## Work to be completed:
Determine how many lines in the listing hold "kind" and give only that number.

[Opening Data for review section]

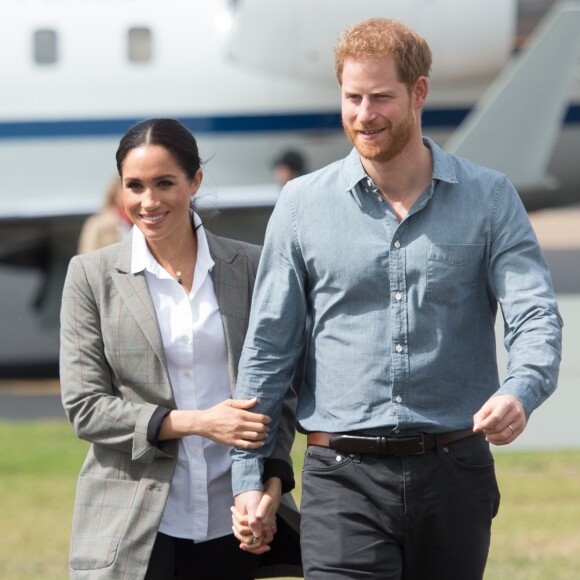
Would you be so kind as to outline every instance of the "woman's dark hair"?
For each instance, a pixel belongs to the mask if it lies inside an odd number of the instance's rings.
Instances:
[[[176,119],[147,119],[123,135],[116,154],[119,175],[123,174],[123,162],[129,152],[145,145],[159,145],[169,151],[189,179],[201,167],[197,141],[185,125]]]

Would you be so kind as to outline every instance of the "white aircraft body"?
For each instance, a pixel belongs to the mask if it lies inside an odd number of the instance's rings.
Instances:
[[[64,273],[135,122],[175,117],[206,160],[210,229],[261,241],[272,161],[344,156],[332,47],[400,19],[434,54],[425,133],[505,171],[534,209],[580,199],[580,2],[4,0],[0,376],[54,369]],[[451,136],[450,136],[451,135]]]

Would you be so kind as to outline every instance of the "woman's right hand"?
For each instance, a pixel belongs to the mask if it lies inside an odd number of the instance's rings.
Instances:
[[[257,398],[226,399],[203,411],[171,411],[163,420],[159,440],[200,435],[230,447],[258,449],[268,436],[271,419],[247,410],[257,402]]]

[Closing Data for review section]
[Opening Data for review section]

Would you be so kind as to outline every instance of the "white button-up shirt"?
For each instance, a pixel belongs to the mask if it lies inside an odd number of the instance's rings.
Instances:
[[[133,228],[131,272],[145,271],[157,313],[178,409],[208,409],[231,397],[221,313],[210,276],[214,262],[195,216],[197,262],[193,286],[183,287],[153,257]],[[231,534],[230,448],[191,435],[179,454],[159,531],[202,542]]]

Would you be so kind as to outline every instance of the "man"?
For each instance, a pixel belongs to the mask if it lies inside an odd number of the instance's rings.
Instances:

[Closing Data for review section]

## Solution to this problem:
5